───── ИСХОДНЫЙ ТЕКСТ

Десантировавшиеся специалисты вызывали у Кутузова неприятие:

– Скажи, как ты относишься к тысячникам?

– Постановление ЦК по этому поводу считаю правильным, но в наших местных условиях эта директива была искажена. Согласно директиве, 1000 должна подбираться из товарищей с большим производственным или общественным стажем, что у нас не выполнено. <…> Необходимо в будущем принимать хороший состав для 1000, а то эта идея ЦК партии может быть дискредитирована309.

Не только Кутузов считал, что принимать таких администраторов, как Кашкин, «не выгодно Советской власти». Гриневич, если верить доносу Тарасенко, говорил: «Ни под каким видом не буду сидеть на одной скамье с сыном специалиста. Сказать, что у нас культивируется „подсиживание“ будет, наверно, перебором, но элементы этого есть». «Начитанный, в политических вопросах разбирается, – недоумевал в отношении Гриневича Федоровский, – а <…> к „1000“ отношение не нормальное. Вопрос об отношении к специалистам был разрешен еще в 1919 году при Ленине [положительно], а Гриневич все еще против этой линии партии»310.

Когда-то Кутузов, вероятно, рассуждал так же, как и Гриневич, но его воззрения эволюционировали. «Твоя оценка специалистов раньше и теперь?» – спросили его. «Был один момент в 25 году, когда я разделял [негативную] точку зрения Кликунова», – ответил он. Бюро констатировало: «Правильной общей постановке вопроса ячейки об отношении к специалистам / профессуре систематически, открыто противопоставлялась ложная точка зрения группы партийцев с Кликуновым во главе. Эти товарищи огульно сваливали в одну кучу специалистов, квалифицируя их как одинаково реакционный элемент. <…> Для лояльной части специалистов еще не создали надлежащей общественной атмосферы»311. Кутузов посещал несколько раз выступления профессоров, «но ни разу не нашел их искренними, хотя они и были [полны] революционного [пафоса]». Свое отношение он изменил только после приезда бригады Сибкрайкома и детальной разработки этого вопроса, отошел от позиции Кликунова и скрепя сердце признал тысячников312.

Кутузов хотел чистки, ждал ее. Сначала он встретил чистку с энтузиазмом, напоминал, что давно сам требовал подобных процедур. Призывы к критике и самокритике он понимал как выборность снизу доверху и глубокую фильтрацию партийного аппарата. Кутузов, вероятно, открыто не предлагал пересмотреть решения предыдущих партийных проверочных комиссий, но намекал, что годом ранее допускались извращения, поэтому видел в происходящем шанс избавиться от своих угнетателей, зная, что на механическом факультете было немало его сторонников. Отметим: чистка длилась почти два месяца, ее критерии оспаривались и изменялись по ходу дела. Шла борьба за прессу, которая нередко поддерживала антибюрократическую линию. Казалось, Кутузову дадут защититься.

──────────

» УСЛОВИЯ ЗАДАНИЯ:
1/ Какие фамилии людей встречаются в отрывке о Кутузове и партийной чистке? Перечислите все в порядке первого упоминания.
2/ Продолжите отрывок о Кутузове и партийной чистке, начав сразу после его последнего предложения.

───── СОДЕРЖИМОЕ НАБОРА ДАННЫХ

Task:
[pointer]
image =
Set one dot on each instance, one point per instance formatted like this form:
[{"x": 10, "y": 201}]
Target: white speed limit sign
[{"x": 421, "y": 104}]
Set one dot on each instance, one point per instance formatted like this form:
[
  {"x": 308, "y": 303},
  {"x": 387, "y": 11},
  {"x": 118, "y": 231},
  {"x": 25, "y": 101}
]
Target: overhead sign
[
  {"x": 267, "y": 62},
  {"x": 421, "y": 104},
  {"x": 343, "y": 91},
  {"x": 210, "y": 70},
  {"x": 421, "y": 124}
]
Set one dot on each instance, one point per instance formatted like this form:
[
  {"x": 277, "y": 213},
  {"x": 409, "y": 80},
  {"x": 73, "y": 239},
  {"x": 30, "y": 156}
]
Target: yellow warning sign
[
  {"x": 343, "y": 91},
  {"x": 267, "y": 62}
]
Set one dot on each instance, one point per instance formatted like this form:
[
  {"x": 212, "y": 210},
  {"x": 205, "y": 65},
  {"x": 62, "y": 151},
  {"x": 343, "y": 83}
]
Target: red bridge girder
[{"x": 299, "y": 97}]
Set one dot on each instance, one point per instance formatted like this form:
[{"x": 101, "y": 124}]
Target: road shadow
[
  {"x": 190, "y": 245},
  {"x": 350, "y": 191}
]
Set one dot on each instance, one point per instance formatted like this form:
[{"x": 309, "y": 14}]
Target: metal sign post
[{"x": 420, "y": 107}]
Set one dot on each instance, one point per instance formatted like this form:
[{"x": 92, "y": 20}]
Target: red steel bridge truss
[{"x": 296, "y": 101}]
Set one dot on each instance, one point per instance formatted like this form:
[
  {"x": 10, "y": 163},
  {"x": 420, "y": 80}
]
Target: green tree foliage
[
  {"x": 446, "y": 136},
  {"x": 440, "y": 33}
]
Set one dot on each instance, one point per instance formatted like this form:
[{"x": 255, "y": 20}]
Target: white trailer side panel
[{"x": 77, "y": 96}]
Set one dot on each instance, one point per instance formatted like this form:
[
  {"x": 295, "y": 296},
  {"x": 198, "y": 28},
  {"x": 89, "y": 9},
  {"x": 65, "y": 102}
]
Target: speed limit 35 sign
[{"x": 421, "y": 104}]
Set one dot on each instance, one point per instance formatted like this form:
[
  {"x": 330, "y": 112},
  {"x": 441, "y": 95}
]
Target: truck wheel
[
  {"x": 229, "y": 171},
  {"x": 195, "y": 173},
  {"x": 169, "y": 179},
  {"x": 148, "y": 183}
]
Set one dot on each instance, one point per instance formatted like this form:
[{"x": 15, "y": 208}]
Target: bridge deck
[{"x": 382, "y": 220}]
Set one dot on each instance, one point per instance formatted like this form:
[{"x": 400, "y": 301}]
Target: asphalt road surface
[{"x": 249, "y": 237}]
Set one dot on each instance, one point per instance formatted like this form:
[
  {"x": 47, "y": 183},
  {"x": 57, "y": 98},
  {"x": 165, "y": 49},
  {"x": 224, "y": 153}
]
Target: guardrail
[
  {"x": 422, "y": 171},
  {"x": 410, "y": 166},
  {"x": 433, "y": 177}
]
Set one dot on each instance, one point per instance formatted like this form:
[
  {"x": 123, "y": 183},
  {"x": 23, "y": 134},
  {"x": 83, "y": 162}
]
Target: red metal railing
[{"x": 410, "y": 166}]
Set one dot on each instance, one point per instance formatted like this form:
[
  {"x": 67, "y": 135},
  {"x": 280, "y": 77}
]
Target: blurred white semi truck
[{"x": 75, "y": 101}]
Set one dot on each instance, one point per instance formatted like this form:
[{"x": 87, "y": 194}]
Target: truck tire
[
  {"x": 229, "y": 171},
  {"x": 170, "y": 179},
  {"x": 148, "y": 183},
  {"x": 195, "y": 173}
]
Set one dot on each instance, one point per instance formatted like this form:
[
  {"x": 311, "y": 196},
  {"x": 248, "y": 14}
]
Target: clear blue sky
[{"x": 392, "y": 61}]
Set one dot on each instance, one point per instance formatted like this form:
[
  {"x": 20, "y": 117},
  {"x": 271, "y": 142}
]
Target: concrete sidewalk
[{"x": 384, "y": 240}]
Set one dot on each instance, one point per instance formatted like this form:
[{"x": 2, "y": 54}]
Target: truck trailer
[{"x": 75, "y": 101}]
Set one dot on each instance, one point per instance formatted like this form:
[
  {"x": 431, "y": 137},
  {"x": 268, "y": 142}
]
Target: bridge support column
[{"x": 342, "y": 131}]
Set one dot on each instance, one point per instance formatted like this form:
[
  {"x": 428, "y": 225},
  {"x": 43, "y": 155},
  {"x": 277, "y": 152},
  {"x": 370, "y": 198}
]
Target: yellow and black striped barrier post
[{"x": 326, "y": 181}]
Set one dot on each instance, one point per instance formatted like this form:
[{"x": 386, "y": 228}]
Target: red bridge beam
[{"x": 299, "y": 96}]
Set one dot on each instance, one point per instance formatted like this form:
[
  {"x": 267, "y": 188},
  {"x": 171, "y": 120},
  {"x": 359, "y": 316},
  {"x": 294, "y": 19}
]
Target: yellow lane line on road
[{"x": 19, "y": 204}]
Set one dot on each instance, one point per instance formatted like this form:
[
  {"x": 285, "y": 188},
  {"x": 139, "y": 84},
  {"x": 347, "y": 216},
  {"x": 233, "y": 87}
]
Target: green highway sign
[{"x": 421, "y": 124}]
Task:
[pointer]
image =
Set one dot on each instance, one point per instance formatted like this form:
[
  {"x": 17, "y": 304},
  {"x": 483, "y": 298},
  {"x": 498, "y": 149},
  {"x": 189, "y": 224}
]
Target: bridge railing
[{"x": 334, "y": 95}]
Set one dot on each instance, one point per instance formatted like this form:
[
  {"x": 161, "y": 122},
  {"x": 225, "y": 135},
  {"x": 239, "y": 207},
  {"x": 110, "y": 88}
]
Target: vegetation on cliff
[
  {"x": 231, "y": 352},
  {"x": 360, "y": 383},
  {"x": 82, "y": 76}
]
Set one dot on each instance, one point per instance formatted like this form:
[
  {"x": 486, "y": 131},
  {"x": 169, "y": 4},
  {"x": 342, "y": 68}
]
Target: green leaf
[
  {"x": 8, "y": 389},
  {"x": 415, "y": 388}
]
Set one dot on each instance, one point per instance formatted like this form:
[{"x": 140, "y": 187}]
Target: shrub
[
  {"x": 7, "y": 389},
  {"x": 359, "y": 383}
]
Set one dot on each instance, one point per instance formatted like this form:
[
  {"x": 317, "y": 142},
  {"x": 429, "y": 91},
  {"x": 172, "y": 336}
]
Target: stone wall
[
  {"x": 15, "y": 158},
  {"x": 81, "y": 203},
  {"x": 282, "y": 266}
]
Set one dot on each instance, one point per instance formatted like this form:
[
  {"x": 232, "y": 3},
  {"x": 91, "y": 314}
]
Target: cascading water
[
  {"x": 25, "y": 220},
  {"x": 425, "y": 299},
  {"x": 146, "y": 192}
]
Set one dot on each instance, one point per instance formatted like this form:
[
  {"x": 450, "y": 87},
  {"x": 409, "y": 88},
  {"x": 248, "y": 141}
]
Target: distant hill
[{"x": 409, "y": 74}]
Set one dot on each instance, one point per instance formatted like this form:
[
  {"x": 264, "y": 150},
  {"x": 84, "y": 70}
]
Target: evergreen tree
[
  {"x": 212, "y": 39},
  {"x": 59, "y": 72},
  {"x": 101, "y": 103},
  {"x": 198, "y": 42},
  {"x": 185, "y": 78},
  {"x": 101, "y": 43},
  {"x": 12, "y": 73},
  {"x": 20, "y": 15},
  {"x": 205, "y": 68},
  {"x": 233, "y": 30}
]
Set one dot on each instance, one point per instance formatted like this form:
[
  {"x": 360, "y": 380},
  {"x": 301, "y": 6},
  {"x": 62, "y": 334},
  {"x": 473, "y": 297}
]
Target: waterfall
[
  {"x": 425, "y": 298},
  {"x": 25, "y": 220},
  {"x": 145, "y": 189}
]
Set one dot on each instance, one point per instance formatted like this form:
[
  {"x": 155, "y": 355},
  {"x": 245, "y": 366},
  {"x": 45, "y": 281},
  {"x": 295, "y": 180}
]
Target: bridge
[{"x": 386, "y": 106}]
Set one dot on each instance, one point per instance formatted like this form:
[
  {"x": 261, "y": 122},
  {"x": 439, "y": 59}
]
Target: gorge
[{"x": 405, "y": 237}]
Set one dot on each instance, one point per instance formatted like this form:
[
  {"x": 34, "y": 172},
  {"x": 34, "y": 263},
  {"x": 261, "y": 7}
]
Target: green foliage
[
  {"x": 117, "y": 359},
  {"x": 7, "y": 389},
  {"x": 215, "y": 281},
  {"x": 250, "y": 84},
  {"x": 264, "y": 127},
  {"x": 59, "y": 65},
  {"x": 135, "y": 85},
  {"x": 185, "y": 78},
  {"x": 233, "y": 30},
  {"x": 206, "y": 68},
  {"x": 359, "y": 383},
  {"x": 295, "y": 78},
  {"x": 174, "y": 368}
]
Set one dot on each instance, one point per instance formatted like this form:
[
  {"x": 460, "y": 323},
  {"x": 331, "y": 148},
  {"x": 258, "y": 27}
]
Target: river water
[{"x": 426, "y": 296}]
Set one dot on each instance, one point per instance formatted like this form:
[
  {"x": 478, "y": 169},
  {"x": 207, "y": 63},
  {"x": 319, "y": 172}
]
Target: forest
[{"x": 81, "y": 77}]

──────────

» ОТВЕТЫ К ЗАДАНИЮ:
1/ Кутузов, Кашкин, Гриневич, Тарасенко, Федоровский, Ленин, Кликунов.

2/
Когда 21 декабря 1929 года обсуждалась персона Кутузова, надежд у него поубавилось: партбюро завинчивало гайки. Если на обычном заседании тройки по чистке ячейки механического факультета присутствовало 60–70 человек, то расправа над Кутузовым привлекла 160 коммунистов и беспартийных. Кутузов говорил о том, что главная проблема – это «примиренцы» в институте. Ему за это досталось: «Находятся „умники“, заявляющие: „Давайте выясним политическую сущность теории правого уклона. Зачем смешивать теорию правого уклона с нашей институтской практикой?“» Эту точку зрения, высказанную на партийном собрании по докладу о правом уклоне, Кутузов подтвердил на заседании общевузовского бюро ячейки. «Тов. Кутузов хочет с правым уклоном покончить тем, что разрешить его теорию, куда он, этот уклон, идет и что такое вообще уклон. Так бороться с правым уклоном мы не можем. Это схоластика, а не разрешение вопроса огромнейшей важности для партии. У тов. Кутузова туман и полный сумбур в голове. Отделять теорию от практики могут только начетчики из Второго Интернационала»313.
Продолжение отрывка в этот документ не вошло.